EXERCISE DIRECTIONS:
For each line in the material below that holds "every", copy that line.

PROVIDED INFORMATION:

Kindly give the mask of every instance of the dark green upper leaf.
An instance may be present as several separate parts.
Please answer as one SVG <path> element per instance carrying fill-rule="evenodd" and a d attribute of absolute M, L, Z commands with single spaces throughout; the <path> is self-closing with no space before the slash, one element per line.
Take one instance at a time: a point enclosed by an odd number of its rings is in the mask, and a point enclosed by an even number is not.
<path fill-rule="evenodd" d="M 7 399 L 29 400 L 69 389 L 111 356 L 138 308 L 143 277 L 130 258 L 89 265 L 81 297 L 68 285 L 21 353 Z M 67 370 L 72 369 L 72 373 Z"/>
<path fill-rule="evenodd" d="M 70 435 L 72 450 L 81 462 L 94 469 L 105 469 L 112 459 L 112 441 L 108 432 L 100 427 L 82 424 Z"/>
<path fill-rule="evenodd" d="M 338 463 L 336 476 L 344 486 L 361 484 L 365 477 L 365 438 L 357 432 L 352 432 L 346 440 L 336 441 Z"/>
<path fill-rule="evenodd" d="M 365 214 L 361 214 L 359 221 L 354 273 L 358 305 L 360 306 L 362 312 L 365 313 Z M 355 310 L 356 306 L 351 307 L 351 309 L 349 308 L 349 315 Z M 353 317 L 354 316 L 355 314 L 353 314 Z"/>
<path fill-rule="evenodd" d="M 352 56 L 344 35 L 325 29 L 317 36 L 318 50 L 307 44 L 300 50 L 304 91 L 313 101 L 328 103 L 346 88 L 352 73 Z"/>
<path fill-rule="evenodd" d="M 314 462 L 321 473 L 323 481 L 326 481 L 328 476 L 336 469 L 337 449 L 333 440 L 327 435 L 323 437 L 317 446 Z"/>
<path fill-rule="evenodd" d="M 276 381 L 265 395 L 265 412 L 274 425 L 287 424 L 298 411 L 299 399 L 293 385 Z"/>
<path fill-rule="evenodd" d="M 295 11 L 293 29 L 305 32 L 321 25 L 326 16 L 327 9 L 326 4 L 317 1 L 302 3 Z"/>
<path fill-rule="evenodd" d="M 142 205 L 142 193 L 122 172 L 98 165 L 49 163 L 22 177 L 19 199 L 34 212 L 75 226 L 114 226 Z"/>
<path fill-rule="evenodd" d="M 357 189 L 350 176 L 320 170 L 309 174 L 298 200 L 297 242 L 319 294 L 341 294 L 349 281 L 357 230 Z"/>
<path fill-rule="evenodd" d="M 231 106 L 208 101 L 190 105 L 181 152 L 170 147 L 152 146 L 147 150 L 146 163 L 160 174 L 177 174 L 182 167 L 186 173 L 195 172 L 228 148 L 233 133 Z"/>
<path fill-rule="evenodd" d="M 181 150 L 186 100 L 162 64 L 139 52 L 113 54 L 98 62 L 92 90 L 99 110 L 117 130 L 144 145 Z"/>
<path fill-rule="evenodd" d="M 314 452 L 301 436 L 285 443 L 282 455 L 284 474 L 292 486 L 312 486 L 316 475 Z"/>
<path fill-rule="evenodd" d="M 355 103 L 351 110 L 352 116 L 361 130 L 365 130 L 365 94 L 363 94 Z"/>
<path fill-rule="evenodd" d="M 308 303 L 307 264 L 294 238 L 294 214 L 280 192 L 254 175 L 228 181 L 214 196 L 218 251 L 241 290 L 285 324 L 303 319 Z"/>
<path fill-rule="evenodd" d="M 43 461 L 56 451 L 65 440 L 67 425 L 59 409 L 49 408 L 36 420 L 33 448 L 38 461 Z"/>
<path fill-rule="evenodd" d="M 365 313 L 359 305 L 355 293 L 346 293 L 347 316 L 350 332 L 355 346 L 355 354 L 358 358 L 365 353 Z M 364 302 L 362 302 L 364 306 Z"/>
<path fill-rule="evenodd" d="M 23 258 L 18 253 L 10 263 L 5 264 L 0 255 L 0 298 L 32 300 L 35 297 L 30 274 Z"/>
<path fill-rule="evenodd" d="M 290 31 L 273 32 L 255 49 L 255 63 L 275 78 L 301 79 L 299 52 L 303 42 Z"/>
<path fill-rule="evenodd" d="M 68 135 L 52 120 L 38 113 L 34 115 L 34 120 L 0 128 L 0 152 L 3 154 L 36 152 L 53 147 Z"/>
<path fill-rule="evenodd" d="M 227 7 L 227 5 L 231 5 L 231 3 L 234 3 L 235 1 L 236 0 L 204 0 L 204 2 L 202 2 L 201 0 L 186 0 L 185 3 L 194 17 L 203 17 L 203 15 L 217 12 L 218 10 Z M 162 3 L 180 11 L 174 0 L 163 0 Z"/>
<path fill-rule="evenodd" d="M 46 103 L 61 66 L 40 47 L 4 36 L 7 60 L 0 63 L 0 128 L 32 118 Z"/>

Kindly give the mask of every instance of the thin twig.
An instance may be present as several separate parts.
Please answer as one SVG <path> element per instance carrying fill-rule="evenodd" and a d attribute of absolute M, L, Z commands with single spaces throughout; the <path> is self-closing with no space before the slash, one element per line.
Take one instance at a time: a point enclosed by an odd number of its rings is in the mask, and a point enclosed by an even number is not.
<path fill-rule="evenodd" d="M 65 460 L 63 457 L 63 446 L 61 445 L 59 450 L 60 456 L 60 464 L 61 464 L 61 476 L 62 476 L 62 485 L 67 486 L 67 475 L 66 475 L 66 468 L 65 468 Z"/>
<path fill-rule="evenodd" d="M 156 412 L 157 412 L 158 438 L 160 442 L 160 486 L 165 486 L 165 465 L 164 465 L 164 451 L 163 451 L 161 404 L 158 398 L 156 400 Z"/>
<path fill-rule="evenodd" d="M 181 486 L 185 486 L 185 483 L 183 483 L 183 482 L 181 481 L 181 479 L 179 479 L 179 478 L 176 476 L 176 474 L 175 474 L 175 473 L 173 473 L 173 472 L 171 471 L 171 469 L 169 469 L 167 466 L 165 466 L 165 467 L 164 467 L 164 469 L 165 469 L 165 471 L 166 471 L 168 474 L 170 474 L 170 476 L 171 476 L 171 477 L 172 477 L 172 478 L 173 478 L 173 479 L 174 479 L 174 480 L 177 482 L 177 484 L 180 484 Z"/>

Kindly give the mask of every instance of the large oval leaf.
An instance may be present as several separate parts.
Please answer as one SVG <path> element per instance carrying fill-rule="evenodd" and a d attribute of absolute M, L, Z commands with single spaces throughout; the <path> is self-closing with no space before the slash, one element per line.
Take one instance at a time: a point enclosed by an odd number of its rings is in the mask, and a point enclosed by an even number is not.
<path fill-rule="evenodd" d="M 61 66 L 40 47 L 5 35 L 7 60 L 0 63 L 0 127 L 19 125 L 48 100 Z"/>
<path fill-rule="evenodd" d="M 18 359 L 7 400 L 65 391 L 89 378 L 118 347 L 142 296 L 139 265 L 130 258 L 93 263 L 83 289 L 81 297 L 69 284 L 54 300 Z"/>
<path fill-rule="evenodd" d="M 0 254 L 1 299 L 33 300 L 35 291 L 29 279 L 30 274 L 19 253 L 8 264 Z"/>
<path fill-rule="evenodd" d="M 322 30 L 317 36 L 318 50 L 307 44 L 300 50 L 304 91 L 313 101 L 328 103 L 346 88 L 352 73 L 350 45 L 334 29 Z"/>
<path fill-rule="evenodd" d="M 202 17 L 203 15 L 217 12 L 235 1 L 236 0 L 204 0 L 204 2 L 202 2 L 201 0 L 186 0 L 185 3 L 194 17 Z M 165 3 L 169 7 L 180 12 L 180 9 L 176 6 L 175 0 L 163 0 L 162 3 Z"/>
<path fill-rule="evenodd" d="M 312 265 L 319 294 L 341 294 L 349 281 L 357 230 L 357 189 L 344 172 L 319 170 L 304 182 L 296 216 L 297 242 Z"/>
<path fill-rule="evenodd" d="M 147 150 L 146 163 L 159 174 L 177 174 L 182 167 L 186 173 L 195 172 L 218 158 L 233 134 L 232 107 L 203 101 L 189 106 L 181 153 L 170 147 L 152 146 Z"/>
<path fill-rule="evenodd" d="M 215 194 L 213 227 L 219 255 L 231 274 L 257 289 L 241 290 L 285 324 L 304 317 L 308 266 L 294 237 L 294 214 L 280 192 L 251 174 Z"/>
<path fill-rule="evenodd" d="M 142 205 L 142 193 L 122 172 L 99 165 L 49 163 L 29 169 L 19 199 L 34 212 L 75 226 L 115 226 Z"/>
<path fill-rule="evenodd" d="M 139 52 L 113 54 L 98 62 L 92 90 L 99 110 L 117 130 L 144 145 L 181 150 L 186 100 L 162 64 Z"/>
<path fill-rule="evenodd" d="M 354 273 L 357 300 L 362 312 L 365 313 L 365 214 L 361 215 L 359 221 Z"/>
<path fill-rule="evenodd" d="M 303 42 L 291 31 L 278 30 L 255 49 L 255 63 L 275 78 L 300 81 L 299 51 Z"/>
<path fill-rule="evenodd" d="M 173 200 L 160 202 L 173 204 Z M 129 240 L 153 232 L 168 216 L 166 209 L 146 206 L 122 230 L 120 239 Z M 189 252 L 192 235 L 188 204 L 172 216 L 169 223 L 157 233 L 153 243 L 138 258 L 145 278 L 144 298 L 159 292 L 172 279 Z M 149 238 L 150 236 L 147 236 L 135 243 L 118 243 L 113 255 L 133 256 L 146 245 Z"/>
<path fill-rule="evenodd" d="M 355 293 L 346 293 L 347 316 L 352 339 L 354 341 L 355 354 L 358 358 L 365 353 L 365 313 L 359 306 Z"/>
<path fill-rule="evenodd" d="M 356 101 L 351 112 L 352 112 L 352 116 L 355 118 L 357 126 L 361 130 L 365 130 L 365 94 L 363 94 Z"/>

RESPONSE TO THIS TASK:
Kindly give the mask of every instance of the dark green upper leaf.
Kindly give the mask of every instance of the thin twig.
Kindly give the mask of every instance of the large oval leaf.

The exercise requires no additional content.